## 課題内容
猫の捻挫を扱った本文をもとに、次の各問いに答えよ。
(a) 捻挫のきっかけとして本文が例示している出来事を三つ挙げよ。
(b) 猫の足の捻挫で腫れや赤みが見えにくいのはなぜか。
(c) 本文によれば、骨折の場合の歩き方はどうなるか。

## 提示本文

<<<<

猫も『捻挫』することがある!痛めているサインや対処法を解説 骨折との見分け方も
猫も捻挫する!!部位や症状について
関節がしなやかで捻挫とは無縁のイメージがある猫。しかしながら、猫も捻挫をすることがあります。
初耳という飼い主さんために、まずは捻挫を起こす部位や具体的な症状、骨折との見極め方について紹介していきます。
1.猫の捻挫はしっぽにも
『捻挫』と聞いて真っ先に思い浮かぶ場所は足首ですよね。
猫の場合は足はもちろんのこと、股関節や肩、首や顎、しっぽにまでリスクが付きまといます。
例えば人に踏まれる・ドアに挟まる・高所からの着地ミスなどがきっかけとなり、その原因によって損傷した部位の関節や靭帯に炎症が起こります。
柔軟性に優れた体とはいえ、ある意味全身にその危険があると想定しておいてください。
2.歩き方の異変で察知しよう
捻挫のリスクは全身に及ぶと断言したものの、実際に多い損傷部位はやはり足です。ここで少々厄介なのが、見た目ではわかりにくいことです。
例えば人間が足首を挫いてしまった場合、腫れや赤みが顕著になりますよね。ところが、猫の場合は被毛で覆われているため、これらの症状が見えにくいのが特徴です。
そこでチェックしてほしいのが、歩き方の変化です。足をかばいながら歩いていませんか?怪しい部位に触れると痛がる、あるいは触ること自体を拒否していませんか?
これらの異変があれば、捻挫をしている可能性があります。また患部に触れた際、熱を帯びていることも特徴として挙げられます。
3.骨折は元の形状への自然治癒が難しい
猫は人間とは異なり、骨折との判別も難しいところです。その見極め方のポイントは以下の通りです。
✔数日経っても回復しない
✔足を地面につけようとしない
✔痛がり方が激しい
捻挫の場合はどちらかというとびっこを引く歩き方をします。一方で、全く地面に足がつけられないのが骨折です。

>>>>

## 提供データ
<<<<

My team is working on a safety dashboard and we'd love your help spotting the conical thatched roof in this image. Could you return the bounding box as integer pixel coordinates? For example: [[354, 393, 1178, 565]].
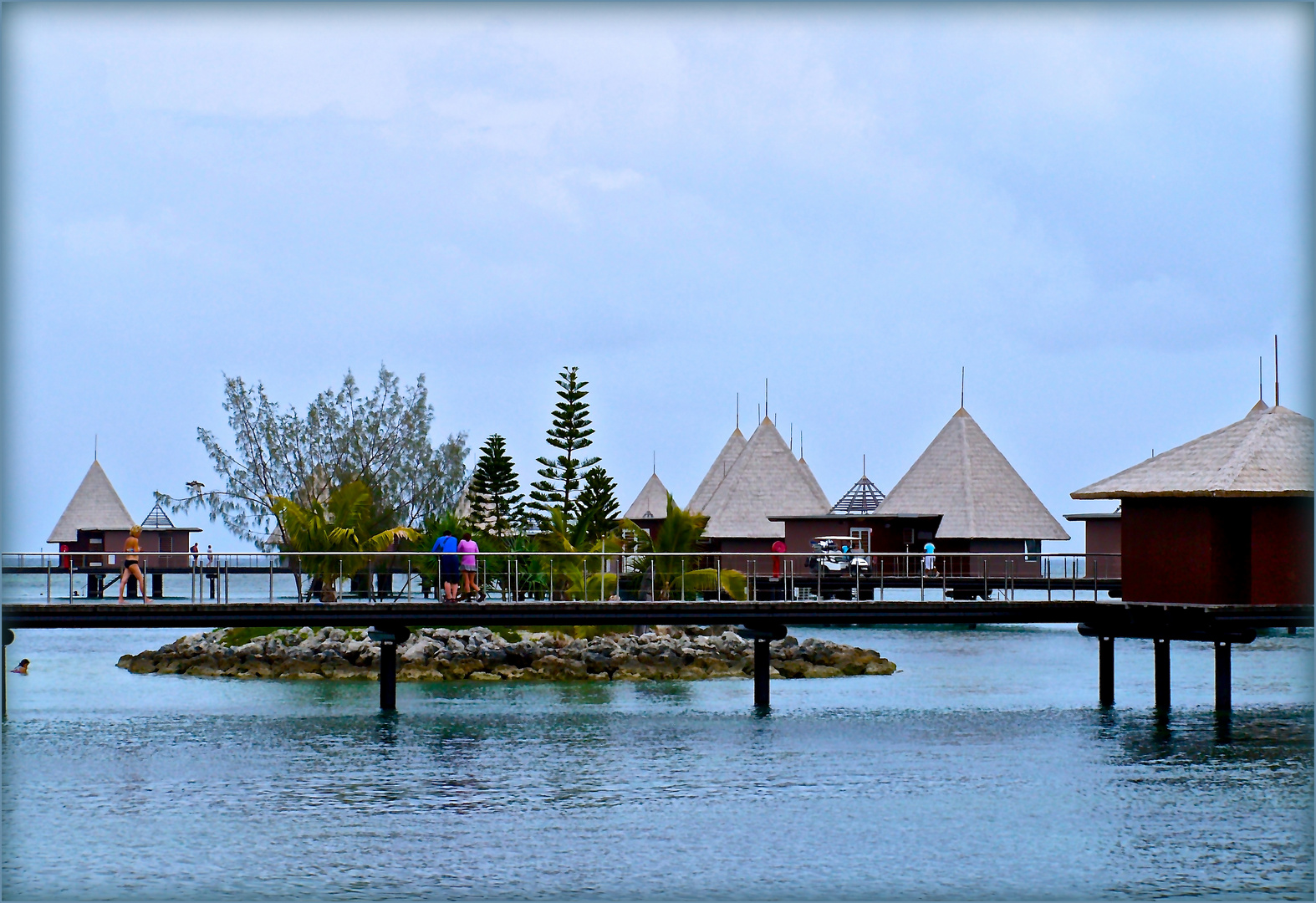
[[624, 474, 667, 520], [800, 454, 826, 499], [1070, 401, 1313, 499], [686, 426, 745, 513], [46, 461, 135, 543], [703, 417, 830, 537], [832, 477, 887, 515], [879, 408, 1069, 539]]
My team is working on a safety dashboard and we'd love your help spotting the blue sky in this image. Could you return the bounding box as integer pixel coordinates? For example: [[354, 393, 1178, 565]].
[[0, 4, 1313, 550]]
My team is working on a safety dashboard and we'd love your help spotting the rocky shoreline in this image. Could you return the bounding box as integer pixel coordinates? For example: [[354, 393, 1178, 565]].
[[119, 625, 896, 681]]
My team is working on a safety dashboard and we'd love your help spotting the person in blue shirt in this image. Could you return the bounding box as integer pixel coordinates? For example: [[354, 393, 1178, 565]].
[[431, 530, 462, 601]]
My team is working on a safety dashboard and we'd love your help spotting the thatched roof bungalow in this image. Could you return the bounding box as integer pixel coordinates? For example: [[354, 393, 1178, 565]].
[[1071, 401, 1313, 605]]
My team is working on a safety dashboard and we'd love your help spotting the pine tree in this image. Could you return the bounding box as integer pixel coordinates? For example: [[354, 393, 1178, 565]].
[[530, 367, 599, 524], [576, 465, 621, 541], [467, 433, 525, 537]]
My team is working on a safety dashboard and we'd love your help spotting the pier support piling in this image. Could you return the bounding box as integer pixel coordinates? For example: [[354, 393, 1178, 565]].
[[738, 623, 786, 710], [367, 624, 411, 712], [379, 640, 397, 712], [1096, 637, 1115, 707], [754, 635, 773, 708], [1216, 642, 1233, 713], [1151, 640, 1170, 711]]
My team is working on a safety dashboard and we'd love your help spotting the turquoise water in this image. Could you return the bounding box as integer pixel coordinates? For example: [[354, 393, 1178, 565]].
[[0, 626, 1313, 899]]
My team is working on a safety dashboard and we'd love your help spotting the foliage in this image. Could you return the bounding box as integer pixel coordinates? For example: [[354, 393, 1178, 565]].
[[270, 481, 420, 601], [530, 367, 599, 529], [576, 465, 621, 539], [467, 433, 525, 537], [621, 493, 746, 600], [156, 366, 468, 549]]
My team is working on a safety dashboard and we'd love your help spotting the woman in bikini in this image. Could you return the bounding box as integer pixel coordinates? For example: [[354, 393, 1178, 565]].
[[119, 524, 151, 603]]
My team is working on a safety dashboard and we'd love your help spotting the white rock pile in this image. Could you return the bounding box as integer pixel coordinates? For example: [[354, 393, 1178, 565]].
[[119, 625, 896, 681]]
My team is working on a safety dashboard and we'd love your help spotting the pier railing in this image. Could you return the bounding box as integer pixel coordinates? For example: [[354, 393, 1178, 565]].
[[0, 550, 1120, 605]]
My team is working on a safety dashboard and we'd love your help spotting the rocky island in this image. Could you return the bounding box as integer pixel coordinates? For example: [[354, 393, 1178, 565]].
[[119, 625, 896, 681]]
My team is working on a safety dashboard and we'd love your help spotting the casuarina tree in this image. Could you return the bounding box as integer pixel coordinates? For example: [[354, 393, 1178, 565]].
[[156, 366, 467, 549], [467, 433, 525, 537], [576, 465, 621, 541], [530, 367, 599, 529]]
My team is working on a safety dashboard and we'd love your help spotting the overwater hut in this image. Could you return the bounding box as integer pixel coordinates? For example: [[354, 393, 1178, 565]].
[[1064, 508, 1124, 577], [874, 408, 1070, 575], [688, 417, 832, 566], [686, 424, 745, 512], [1071, 401, 1313, 605], [770, 468, 941, 563], [46, 461, 200, 596], [623, 472, 667, 534]]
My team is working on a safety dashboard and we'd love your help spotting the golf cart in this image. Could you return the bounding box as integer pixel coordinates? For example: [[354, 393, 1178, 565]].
[[809, 536, 869, 574]]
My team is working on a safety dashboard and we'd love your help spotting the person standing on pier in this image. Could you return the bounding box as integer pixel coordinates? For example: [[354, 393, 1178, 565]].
[[119, 524, 151, 603], [431, 530, 459, 601], [457, 533, 481, 605]]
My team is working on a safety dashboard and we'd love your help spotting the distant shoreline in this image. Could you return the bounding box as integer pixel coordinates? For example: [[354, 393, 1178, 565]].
[[119, 626, 896, 681]]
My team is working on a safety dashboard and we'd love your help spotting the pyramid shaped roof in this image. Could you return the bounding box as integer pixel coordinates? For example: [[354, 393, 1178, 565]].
[[686, 426, 745, 513], [46, 461, 137, 543], [624, 474, 667, 520], [879, 408, 1070, 539], [142, 502, 174, 530], [832, 475, 887, 515], [1071, 401, 1313, 499], [703, 417, 830, 538]]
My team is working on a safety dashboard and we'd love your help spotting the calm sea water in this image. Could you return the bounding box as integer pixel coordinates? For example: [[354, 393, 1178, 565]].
[[0, 618, 1313, 899]]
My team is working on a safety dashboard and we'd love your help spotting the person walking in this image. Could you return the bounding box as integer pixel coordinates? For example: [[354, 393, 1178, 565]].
[[457, 533, 481, 598], [119, 524, 151, 605], [431, 529, 461, 601]]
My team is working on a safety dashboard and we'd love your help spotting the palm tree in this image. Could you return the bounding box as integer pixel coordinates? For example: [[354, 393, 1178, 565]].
[[270, 479, 420, 601], [619, 493, 746, 599]]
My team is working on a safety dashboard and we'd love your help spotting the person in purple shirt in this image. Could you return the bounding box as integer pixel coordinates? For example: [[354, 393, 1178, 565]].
[[457, 533, 481, 605]]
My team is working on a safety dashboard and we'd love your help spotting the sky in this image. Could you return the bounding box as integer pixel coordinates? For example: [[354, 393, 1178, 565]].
[[0, 3, 1313, 552]]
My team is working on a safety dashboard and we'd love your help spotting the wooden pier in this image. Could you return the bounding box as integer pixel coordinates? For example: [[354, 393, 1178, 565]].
[[0, 599, 1313, 712]]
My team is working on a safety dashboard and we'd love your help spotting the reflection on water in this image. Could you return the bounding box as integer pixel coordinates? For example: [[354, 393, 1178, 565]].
[[0, 626, 1313, 899]]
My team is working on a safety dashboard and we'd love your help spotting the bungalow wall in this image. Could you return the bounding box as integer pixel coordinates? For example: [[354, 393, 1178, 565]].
[[1120, 497, 1312, 605]]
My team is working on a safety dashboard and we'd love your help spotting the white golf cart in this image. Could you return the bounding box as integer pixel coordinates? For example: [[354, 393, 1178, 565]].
[[809, 536, 870, 574]]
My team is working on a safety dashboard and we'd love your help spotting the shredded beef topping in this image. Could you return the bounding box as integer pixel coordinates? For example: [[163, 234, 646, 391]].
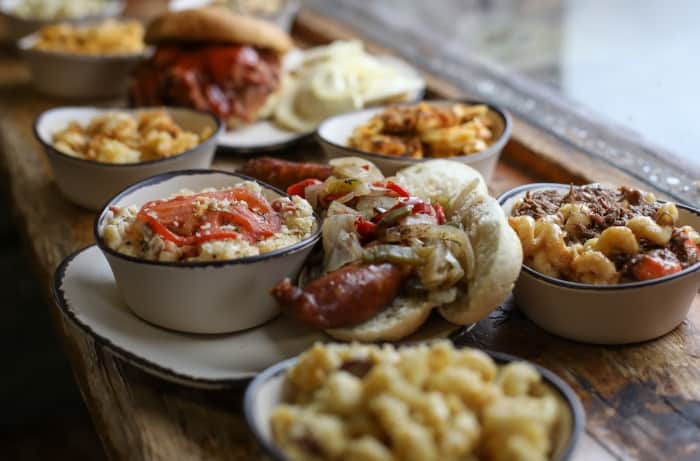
[[513, 185, 659, 241]]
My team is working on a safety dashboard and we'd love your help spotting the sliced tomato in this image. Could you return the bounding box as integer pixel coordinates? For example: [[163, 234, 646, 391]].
[[633, 255, 681, 280], [287, 178, 322, 197], [138, 188, 282, 245]]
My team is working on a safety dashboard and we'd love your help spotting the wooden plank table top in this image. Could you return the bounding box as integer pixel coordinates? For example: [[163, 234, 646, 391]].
[[0, 8, 700, 460]]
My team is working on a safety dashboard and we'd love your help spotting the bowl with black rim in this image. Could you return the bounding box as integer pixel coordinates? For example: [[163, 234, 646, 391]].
[[316, 100, 513, 182], [243, 346, 585, 461], [34, 107, 223, 210], [94, 170, 321, 334], [498, 183, 700, 344], [0, 0, 126, 41]]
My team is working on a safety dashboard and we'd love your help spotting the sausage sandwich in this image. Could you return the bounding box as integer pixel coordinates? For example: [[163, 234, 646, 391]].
[[244, 157, 522, 341]]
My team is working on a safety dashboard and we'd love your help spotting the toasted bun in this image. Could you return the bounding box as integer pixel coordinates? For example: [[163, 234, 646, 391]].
[[326, 298, 435, 342], [145, 7, 293, 53], [395, 160, 488, 200], [396, 160, 523, 325]]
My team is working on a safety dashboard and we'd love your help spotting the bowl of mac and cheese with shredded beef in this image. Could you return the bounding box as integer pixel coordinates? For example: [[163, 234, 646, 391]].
[[509, 185, 700, 284], [499, 183, 700, 344]]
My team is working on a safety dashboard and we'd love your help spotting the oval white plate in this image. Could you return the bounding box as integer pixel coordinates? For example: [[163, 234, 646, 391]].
[[219, 50, 425, 154], [53, 245, 465, 388]]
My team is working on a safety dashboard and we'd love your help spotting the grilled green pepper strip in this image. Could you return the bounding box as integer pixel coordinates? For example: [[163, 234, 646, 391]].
[[362, 245, 423, 266]]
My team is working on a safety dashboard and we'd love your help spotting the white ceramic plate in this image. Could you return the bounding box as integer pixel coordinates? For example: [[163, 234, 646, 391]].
[[219, 50, 424, 155], [54, 245, 465, 388]]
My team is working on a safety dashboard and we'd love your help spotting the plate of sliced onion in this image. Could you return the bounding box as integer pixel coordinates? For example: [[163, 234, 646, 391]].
[[219, 41, 425, 154]]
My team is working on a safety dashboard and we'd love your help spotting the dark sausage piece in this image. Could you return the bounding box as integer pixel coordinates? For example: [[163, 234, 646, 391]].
[[271, 264, 405, 329], [238, 157, 333, 190]]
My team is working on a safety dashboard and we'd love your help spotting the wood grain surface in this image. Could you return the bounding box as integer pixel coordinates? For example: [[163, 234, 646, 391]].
[[0, 7, 700, 461]]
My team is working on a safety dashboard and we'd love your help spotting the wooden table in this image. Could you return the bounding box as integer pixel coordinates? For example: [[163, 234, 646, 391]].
[[0, 7, 700, 460]]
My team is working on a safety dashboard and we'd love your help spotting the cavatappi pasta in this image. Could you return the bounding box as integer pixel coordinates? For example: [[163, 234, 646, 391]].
[[34, 19, 146, 55], [271, 341, 567, 461], [348, 102, 502, 158], [52, 110, 212, 163], [509, 185, 700, 285]]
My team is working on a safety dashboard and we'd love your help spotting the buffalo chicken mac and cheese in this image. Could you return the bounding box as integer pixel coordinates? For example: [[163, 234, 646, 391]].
[[509, 185, 700, 285]]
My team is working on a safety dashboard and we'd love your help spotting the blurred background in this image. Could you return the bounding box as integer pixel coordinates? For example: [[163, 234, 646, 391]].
[[0, 0, 700, 460]]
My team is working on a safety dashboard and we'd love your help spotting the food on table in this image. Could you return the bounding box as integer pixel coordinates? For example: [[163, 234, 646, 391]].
[[270, 341, 567, 461], [509, 184, 700, 285], [52, 110, 212, 163], [34, 19, 145, 54], [130, 7, 292, 128], [102, 181, 314, 262], [274, 41, 425, 132], [241, 157, 522, 341], [238, 157, 333, 190], [348, 102, 502, 158], [14, 0, 107, 20], [211, 0, 287, 16]]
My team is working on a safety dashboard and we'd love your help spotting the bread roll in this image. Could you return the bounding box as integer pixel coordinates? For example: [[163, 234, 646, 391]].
[[145, 7, 293, 53]]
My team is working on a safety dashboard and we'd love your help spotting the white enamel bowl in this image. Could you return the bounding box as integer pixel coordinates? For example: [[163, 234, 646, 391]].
[[34, 107, 223, 210], [0, 0, 124, 42], [243, 351, 586, 461], [316, 101, 512, 182], [498, 183, 700, 344], [17, 24, 149, 100], [94, 170, 320, 333]]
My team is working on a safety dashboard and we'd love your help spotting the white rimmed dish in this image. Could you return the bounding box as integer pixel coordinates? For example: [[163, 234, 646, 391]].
[[316, 100, 512, 182], [0, 0, 125, 42], [53, 245, 466, 389], [219, 49, 425, 155], [17, 25, 149, 100], [34, 107, 223, 210], [94, 170, 321, 334], [243, 351, 586, 461], [498, 183, 700, 344]]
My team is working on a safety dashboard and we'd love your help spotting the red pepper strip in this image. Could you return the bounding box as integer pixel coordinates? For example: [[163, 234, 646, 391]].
[[633, 256, 681, 280], [384, 181, 411, 198], [287, 178, 322, 197], [433, 202, 446, 224], [355, 216, 377, 240]]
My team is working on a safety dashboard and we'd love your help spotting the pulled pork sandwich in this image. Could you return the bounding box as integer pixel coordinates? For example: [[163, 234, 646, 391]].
[[129, 7, 292, 128]]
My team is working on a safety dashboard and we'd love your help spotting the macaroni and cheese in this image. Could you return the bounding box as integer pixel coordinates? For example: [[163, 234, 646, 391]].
[[101, 181, 315, 262], [509, 185, 700, 285], [34, 19, 145, 55], [271, 341, 567, 461], [348, 102, 502, 158], [53, 110, 212, 163]]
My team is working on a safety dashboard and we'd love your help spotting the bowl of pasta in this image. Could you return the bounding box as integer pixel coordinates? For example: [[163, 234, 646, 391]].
[[499, 183, 700, 344], [244, 341, 585, 461], [34, 107, 223, 210], [316, 100, 512, 182]]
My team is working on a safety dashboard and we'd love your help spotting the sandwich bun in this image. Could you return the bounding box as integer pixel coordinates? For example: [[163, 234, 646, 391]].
[[144, 7, 293, 53], [326, 297, 436, 343], [326, 160, 523, 342]]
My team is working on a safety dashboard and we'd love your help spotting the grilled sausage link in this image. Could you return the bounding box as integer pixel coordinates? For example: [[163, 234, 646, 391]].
[[271, 263, 405, 329], [238, 157, 333, 190]]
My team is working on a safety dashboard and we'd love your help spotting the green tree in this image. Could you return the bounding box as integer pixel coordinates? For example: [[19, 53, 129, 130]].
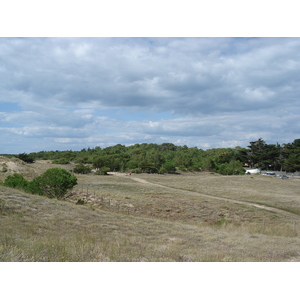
[[73, 164, 92, 174], [16, 153, 34, 164], [159, 161, 176, 174], [25, 168, 77, 199], [4, 173, 28, 189]]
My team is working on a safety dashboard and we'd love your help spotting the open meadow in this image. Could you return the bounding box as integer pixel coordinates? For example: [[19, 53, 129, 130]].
[[0, 161, 300, 262]]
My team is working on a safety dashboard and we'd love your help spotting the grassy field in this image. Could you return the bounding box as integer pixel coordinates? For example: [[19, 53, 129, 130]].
[[0, 162, 300, 262]]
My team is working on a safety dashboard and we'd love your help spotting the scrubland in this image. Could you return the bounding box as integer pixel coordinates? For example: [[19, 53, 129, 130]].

>>>>

## 解答
(a) 人に踏まれること、ドアに挟まること、高所からの着地ミス。
(b) 被毛で覆われているため。
(c) 全く地面に足がつけられない。